Extracted data entries:
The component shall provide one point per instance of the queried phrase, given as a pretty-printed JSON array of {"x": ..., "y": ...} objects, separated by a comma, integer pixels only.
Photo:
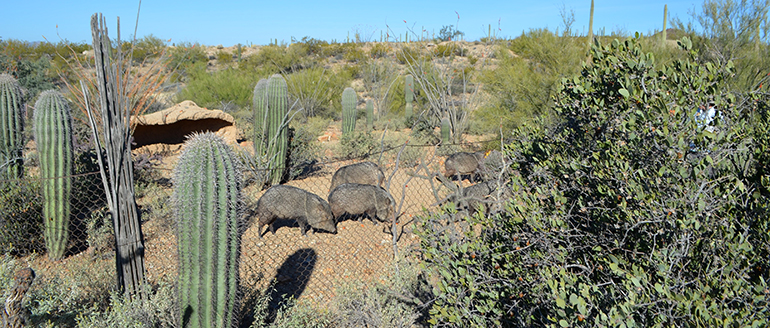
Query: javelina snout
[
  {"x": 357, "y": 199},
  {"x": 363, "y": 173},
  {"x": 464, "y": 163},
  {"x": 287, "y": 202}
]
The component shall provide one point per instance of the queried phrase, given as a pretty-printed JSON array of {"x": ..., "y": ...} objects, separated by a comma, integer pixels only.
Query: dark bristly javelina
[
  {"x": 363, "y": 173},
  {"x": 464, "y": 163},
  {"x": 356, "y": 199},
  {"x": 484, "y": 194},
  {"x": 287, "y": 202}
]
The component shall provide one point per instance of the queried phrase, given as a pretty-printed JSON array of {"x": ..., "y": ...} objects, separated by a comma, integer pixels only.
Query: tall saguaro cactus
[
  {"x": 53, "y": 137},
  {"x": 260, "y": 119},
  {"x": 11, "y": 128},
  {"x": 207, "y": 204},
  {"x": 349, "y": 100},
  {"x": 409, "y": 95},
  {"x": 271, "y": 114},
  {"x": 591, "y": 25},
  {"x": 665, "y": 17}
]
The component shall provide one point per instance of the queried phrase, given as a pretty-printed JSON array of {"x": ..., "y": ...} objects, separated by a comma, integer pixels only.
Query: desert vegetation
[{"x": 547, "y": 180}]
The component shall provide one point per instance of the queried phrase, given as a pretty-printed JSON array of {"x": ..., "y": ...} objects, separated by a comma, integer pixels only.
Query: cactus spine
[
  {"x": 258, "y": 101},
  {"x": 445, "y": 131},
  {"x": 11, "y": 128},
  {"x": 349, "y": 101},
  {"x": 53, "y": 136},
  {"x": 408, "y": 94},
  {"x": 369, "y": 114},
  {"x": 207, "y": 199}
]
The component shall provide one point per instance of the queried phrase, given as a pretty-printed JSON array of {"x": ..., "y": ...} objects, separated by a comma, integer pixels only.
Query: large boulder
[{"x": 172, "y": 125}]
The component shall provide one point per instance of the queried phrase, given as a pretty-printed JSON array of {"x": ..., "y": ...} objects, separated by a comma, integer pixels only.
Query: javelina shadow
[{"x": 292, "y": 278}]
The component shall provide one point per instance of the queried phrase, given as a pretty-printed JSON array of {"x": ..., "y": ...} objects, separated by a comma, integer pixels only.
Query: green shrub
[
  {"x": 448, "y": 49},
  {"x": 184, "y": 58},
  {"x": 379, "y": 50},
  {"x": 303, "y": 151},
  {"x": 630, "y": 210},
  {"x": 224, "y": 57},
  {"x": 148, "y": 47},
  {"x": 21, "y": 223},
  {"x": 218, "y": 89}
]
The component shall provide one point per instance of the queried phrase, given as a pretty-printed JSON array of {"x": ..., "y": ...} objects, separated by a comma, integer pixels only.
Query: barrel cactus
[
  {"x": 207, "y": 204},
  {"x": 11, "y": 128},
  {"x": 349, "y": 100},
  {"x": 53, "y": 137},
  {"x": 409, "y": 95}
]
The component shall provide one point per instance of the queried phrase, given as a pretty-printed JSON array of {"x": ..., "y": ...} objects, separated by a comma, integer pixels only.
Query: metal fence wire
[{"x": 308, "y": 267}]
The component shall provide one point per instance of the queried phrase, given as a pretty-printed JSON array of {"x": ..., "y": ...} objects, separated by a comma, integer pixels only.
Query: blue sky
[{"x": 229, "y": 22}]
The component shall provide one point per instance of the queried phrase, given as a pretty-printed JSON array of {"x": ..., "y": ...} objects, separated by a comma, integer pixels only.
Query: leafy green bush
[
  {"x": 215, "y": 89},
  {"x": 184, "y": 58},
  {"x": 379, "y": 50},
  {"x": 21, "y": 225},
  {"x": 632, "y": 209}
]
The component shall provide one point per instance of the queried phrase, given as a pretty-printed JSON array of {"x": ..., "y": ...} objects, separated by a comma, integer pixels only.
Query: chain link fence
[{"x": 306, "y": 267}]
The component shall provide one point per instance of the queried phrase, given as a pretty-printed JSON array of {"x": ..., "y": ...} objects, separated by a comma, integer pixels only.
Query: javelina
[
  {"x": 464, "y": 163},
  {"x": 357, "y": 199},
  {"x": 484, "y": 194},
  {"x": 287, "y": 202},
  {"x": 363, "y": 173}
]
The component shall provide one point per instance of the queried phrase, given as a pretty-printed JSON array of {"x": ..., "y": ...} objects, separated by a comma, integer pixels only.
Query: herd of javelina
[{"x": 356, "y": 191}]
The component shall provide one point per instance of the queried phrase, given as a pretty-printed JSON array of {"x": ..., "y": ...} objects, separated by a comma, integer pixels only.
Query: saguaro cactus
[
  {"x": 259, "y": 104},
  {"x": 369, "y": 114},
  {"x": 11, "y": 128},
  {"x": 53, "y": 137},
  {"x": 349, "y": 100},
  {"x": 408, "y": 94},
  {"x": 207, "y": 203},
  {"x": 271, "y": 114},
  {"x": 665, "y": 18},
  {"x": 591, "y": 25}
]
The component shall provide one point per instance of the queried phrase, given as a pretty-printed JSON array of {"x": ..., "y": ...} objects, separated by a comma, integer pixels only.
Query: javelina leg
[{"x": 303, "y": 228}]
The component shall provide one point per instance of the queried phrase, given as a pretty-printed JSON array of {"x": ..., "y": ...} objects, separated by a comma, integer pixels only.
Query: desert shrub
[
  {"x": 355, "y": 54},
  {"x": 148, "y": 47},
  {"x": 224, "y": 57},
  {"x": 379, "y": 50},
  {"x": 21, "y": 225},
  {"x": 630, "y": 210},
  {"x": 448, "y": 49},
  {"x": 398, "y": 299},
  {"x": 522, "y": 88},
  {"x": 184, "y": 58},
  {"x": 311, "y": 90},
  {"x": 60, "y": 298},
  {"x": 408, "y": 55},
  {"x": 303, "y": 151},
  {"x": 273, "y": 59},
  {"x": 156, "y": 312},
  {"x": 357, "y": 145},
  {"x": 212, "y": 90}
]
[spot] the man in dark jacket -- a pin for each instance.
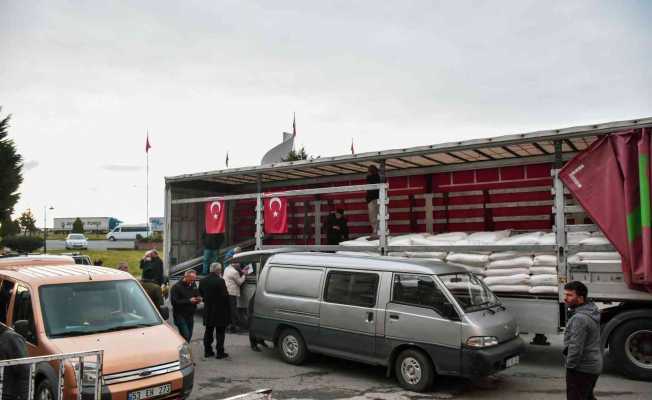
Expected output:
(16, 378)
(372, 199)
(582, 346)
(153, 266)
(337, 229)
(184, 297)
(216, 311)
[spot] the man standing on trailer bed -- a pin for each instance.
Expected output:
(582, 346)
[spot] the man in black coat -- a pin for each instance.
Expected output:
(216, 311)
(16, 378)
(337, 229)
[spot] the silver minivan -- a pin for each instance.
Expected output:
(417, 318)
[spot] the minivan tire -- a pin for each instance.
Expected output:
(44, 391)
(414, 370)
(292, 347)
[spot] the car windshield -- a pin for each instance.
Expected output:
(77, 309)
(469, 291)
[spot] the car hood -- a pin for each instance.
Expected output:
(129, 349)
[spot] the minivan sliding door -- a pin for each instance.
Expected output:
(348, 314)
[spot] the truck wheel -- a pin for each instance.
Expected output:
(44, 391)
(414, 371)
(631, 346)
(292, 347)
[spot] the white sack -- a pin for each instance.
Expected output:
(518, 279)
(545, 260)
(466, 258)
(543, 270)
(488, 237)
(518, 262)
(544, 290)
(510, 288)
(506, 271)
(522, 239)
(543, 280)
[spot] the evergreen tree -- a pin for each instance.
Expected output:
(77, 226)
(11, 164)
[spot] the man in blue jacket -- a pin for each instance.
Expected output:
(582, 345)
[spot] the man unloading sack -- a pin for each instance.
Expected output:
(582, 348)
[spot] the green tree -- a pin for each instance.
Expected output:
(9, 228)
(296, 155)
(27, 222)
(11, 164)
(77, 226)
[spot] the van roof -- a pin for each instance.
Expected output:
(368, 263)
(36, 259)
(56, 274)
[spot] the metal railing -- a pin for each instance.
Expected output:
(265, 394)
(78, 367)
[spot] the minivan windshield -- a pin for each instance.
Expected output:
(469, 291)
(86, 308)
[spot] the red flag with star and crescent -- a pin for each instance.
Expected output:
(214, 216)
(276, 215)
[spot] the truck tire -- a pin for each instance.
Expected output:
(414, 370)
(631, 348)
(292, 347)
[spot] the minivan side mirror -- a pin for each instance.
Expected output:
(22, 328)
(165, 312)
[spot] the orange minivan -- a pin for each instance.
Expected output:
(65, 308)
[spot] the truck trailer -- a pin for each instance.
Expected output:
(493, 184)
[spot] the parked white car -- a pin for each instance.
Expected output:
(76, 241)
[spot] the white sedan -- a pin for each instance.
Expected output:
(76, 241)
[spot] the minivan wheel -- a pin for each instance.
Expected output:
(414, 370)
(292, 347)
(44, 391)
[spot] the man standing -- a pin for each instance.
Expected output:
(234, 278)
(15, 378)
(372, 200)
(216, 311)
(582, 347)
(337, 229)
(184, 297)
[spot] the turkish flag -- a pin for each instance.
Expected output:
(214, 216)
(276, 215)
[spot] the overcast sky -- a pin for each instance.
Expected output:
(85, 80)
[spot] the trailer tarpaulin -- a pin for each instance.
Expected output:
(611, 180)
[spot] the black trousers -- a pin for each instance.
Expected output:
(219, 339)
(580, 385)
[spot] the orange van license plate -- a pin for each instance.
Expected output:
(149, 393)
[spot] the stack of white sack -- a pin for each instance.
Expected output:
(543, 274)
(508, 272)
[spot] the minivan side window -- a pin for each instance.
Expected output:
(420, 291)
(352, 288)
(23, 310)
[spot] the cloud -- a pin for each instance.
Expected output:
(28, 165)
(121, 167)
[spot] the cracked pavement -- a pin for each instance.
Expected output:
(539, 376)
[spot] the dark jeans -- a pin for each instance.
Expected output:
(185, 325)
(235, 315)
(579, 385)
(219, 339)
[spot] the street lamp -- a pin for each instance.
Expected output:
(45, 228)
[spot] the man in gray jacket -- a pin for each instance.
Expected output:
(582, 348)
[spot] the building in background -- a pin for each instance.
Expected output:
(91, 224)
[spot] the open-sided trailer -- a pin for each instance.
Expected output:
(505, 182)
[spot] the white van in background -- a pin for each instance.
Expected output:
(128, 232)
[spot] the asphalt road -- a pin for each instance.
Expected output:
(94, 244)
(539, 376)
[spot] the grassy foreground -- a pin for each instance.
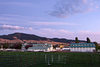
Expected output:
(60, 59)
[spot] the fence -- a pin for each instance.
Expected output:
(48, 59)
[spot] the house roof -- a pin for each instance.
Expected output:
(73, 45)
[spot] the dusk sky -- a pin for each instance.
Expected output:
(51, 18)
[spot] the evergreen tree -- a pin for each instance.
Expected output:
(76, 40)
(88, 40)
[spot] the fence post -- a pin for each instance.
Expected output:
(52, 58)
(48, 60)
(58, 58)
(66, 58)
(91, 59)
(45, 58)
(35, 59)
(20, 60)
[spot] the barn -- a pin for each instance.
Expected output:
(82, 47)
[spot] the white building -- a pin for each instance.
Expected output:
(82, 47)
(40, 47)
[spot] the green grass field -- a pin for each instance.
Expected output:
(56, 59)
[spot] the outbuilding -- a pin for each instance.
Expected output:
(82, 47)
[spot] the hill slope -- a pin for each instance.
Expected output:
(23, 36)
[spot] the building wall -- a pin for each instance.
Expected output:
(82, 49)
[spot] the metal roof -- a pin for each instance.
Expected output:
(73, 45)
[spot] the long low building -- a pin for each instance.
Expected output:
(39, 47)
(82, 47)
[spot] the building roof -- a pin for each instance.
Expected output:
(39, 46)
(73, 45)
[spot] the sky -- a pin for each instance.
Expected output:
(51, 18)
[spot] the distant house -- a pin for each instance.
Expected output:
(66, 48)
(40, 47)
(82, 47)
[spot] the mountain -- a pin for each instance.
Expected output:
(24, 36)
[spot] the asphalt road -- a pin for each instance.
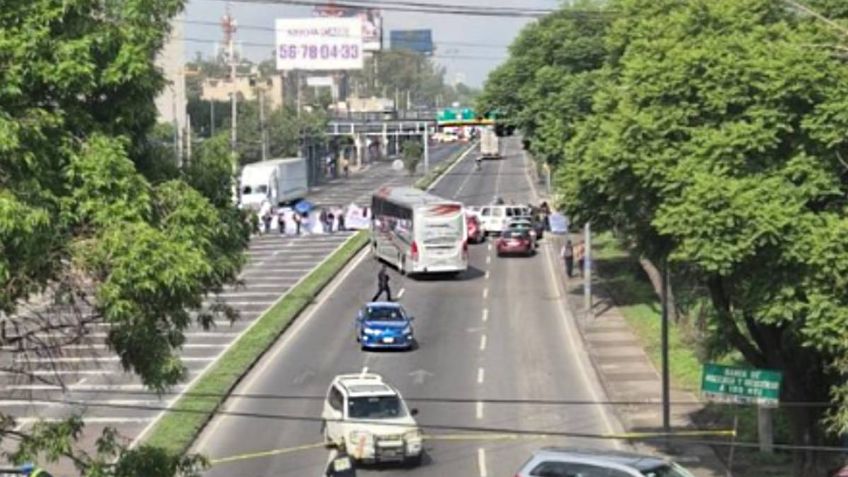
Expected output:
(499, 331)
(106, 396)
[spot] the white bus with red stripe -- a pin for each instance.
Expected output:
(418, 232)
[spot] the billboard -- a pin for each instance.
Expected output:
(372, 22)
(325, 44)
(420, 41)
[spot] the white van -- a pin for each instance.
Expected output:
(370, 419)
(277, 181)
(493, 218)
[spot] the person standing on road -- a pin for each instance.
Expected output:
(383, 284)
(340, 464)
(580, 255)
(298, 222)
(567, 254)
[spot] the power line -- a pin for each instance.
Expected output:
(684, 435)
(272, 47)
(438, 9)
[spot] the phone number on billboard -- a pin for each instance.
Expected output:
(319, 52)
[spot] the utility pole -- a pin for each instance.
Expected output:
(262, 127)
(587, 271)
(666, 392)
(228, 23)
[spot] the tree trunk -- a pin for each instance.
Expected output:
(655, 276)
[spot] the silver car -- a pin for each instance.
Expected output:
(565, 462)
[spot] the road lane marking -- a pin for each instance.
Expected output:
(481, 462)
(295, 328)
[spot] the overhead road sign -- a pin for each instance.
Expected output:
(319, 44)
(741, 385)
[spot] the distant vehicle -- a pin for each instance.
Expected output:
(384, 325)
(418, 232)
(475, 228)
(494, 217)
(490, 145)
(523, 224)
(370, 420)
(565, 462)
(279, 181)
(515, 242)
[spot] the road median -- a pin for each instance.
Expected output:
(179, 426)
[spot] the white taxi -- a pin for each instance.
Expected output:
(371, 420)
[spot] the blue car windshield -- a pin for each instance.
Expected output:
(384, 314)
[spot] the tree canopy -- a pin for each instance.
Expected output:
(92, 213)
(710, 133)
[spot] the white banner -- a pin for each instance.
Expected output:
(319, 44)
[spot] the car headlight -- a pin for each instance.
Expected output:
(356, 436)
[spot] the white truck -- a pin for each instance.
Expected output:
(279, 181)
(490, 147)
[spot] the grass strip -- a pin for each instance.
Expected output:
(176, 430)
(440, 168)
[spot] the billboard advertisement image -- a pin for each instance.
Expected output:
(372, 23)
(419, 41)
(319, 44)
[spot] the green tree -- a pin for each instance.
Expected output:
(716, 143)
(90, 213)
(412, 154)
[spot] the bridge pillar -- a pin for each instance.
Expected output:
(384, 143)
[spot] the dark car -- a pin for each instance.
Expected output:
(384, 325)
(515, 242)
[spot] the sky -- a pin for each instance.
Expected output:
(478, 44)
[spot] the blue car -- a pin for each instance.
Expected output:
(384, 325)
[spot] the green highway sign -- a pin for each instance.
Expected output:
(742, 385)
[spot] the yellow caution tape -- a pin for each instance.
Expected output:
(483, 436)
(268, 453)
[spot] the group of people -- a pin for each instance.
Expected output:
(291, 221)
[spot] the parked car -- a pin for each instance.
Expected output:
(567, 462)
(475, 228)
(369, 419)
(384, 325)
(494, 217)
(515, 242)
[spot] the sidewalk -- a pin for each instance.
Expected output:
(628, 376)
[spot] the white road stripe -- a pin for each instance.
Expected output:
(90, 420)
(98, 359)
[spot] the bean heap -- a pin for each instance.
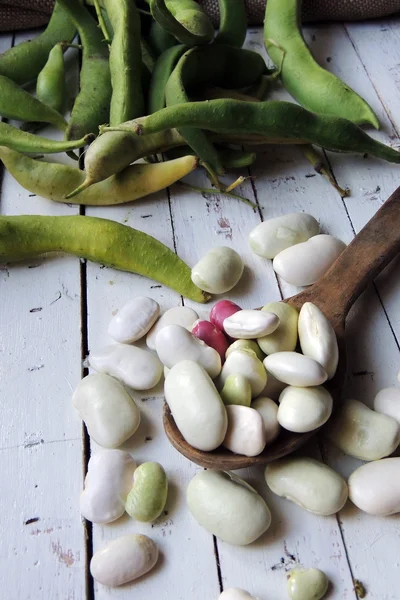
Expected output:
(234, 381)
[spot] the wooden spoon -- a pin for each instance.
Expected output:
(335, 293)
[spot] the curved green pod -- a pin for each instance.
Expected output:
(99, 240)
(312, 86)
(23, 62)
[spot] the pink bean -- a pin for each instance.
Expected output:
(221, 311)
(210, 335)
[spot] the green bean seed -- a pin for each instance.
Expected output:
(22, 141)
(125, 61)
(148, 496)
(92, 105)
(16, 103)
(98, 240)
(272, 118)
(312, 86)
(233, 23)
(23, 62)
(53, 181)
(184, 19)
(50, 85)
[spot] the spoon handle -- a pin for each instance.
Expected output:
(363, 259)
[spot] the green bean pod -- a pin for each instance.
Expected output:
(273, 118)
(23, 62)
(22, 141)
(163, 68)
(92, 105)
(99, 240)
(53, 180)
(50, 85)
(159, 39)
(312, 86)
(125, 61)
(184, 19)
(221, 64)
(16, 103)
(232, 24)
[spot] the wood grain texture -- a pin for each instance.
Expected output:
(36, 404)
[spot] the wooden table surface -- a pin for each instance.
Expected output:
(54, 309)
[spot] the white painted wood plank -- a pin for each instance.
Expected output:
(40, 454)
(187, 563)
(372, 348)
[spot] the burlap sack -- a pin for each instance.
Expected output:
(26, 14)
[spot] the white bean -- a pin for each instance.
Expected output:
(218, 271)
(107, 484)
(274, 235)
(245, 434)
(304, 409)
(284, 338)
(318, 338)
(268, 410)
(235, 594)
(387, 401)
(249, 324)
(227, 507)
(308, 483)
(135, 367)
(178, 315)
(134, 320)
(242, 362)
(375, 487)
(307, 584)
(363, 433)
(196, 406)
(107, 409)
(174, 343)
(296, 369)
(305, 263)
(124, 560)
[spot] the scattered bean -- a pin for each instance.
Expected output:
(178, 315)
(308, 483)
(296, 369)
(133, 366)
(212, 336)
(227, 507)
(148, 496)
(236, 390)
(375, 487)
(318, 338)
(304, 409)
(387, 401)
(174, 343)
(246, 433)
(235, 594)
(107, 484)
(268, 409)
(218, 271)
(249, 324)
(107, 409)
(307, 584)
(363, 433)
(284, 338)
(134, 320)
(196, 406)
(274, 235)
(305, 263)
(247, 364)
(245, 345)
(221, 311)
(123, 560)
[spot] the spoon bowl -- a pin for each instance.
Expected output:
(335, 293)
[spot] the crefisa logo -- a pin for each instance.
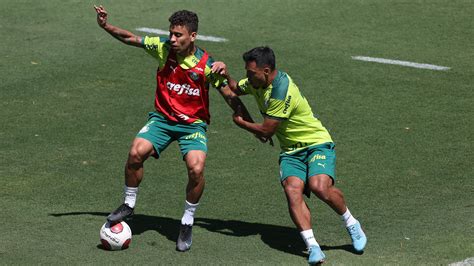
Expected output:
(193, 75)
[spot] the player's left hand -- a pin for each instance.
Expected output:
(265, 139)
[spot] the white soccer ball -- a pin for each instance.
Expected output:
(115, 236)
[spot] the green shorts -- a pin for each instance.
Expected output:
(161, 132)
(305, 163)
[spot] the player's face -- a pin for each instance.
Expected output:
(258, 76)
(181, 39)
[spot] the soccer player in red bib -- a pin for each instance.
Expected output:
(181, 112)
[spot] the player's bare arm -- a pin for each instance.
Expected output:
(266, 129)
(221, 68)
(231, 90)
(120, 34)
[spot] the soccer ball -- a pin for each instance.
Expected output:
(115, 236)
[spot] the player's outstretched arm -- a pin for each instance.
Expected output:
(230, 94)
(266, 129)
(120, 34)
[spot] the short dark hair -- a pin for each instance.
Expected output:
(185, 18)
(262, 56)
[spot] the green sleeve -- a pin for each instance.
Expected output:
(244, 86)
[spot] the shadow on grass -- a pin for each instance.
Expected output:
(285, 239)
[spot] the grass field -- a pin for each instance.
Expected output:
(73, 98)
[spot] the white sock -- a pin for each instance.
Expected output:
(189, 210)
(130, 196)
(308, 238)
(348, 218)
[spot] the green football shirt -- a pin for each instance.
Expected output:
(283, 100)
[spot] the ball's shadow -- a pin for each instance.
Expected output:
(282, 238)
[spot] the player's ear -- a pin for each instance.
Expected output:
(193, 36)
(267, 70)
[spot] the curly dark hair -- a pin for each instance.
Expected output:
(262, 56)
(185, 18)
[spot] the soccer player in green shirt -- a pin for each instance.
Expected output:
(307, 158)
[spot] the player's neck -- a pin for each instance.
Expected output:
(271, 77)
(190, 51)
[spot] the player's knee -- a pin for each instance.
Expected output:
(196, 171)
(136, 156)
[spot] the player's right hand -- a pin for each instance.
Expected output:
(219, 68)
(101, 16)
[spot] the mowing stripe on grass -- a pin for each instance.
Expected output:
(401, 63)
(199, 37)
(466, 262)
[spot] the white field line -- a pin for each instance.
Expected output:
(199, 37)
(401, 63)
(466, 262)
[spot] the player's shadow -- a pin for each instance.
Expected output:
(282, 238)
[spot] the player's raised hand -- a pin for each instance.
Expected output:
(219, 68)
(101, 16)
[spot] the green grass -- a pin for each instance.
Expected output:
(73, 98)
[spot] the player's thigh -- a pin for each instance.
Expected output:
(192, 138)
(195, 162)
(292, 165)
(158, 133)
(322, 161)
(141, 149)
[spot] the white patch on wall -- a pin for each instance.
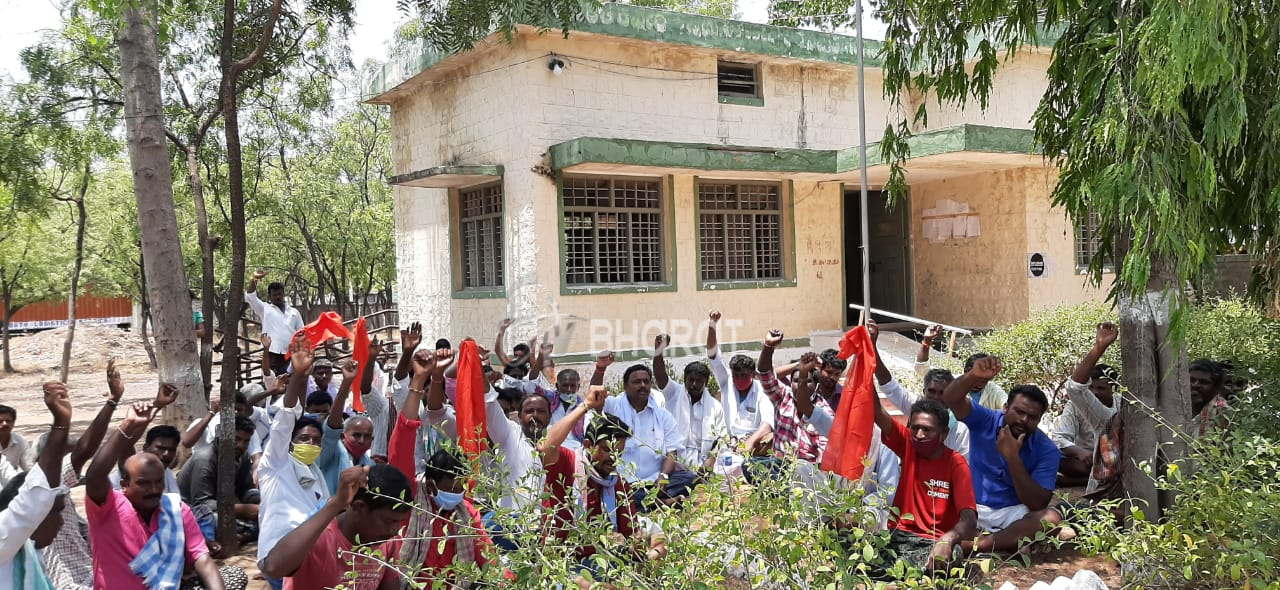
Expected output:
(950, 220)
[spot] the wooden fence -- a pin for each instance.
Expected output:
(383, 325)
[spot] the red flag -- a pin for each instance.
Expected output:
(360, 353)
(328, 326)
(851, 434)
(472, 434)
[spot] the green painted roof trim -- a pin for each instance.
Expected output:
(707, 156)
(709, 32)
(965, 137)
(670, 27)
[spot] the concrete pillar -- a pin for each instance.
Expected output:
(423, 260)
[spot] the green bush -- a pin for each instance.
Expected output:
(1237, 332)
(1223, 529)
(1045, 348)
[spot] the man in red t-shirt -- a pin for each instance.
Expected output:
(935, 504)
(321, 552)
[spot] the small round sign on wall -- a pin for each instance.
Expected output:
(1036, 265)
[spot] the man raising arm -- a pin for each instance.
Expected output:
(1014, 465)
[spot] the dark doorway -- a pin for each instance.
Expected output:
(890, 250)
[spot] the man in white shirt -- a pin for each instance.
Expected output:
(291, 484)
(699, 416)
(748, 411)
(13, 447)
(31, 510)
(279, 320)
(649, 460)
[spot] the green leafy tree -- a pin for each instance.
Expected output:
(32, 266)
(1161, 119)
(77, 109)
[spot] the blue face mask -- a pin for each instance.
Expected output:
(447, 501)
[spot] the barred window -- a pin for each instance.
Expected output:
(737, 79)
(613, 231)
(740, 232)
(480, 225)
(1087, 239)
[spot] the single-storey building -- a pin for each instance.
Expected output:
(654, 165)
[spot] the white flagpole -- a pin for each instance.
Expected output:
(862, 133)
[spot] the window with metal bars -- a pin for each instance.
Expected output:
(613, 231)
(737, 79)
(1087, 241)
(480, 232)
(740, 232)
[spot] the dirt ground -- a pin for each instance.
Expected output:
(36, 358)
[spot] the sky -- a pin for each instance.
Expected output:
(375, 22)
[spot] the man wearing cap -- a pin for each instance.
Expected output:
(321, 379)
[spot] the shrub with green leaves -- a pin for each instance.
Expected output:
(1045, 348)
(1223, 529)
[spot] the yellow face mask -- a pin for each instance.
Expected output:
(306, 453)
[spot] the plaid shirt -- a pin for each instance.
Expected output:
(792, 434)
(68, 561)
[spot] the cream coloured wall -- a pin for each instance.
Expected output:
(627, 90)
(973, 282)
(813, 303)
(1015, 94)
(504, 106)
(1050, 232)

▸ TRY IT
Filter the data above down to lines with the word "shirt", and copy them.

▸ WRITTEN ANSWER
[spot] the green football shirt -- a pin for each instance.
[spot] the soccer player in green shirt -- a pin for each instance.
[spot] the man in red t-shirt -- a pin for each instance.
[spot] the man in white shirt -- a pin for each instance.
[spot] the plaid shirt -- a pin for each instance.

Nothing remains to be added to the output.